**Problem**
The expected output is the exact lines from the one containing "Question: What bounding box encloses the wooden ceiling" through the end of the data, inclusive, and nothing else.

Collected data:
========================================================================
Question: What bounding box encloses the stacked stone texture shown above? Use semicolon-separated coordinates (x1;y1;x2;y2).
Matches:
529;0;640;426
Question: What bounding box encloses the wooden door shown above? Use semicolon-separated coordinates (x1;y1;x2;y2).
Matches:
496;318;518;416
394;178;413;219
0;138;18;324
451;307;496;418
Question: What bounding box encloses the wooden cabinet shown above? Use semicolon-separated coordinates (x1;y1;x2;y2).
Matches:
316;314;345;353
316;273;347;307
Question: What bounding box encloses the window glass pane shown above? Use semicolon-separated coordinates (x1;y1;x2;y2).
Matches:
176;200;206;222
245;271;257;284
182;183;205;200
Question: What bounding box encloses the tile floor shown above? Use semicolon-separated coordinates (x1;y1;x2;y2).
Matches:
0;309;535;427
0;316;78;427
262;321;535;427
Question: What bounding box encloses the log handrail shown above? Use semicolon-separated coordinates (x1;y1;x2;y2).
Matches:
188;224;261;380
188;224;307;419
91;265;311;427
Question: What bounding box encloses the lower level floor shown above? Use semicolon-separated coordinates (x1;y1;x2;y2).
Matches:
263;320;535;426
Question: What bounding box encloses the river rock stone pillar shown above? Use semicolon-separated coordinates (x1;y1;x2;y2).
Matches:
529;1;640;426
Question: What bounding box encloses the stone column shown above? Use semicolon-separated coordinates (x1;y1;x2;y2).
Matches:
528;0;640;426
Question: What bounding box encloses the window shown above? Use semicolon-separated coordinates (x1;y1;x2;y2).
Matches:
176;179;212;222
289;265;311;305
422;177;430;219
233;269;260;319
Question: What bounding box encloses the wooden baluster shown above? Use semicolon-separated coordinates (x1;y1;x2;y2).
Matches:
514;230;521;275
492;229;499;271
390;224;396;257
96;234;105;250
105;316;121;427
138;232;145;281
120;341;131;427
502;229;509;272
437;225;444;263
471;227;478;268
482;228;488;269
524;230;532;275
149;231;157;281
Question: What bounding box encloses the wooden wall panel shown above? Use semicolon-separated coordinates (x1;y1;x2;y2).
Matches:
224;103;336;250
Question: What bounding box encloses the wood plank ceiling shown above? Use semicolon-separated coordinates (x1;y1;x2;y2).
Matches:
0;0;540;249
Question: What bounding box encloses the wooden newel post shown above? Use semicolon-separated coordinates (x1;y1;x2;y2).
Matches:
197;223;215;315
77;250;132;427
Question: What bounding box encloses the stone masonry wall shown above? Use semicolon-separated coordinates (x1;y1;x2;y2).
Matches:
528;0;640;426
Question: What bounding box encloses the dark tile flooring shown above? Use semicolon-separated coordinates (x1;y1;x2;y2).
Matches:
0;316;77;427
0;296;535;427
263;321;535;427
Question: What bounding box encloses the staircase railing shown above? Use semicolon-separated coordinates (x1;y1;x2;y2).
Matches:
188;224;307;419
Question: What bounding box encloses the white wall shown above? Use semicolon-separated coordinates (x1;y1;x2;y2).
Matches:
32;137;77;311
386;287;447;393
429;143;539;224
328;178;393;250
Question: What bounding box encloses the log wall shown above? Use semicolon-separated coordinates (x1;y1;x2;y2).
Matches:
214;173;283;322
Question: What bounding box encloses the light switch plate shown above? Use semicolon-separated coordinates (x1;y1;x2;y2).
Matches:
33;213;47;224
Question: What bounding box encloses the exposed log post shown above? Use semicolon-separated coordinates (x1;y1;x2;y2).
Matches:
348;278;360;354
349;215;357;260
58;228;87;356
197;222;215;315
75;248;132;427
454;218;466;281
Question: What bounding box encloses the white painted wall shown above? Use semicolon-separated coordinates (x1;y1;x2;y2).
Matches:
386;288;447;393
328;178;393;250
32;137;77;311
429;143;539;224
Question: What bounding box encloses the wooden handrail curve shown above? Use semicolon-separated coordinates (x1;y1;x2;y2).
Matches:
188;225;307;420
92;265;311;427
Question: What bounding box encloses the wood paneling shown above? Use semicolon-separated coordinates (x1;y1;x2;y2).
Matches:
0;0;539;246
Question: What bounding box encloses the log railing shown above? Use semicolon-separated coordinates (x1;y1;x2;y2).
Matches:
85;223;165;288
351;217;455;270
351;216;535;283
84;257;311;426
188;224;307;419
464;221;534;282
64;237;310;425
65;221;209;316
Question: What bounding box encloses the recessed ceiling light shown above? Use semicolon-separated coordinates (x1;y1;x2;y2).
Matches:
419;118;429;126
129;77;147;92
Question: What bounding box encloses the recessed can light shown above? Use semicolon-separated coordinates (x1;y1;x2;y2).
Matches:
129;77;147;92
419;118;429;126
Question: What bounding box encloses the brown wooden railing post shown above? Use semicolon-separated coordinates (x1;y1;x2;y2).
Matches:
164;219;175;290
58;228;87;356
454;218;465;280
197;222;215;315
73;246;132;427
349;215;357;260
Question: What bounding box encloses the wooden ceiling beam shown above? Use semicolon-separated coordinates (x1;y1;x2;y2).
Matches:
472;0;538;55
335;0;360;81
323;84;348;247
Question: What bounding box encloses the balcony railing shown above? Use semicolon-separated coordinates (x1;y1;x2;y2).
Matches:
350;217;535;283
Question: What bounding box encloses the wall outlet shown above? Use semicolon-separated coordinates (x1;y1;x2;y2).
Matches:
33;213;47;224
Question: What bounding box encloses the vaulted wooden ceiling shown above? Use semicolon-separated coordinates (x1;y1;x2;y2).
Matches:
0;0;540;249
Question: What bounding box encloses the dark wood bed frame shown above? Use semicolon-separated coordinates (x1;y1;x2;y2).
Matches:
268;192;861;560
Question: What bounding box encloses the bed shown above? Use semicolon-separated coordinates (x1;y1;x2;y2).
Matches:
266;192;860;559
========================================================================
**Exercise solution**
Question: What bounding box encloses the wooden ceiling beam shown above? Use semicolon-separated coordinates (x1;y1;x2;y2).
Matches:
472;0;538;55
335;0;360;81
323;84;348;247
Question: What bounding box encloses the balcony railing shown above? Use semicolon-separated coordinates (x1;y1;x2;y2).
Matches:
350;217;535;283
Question: What bounding box encloses the wall outlet shown above? Use semicolon-separated coordinates (x1;y1;x2;y2).
Matches:
33;213;47;224
Question: What bounding box encloses the vaulted wooden ceiling shown above? Use semicolon-separated coordinates (x1;y1;x2;y2).
Matches:
0;0;540;249
Question: What bounding box encloses the dark wood bed frame shown above? Use semicolon-separated coordinates (x1;y1;x2;y2).
Matches:
268;192;861;560
Question: What bounding box encloses the bed shown above? Use semicolon-separated coordinates (x1;y1;x2;y2).
Matches:
266;192;860;559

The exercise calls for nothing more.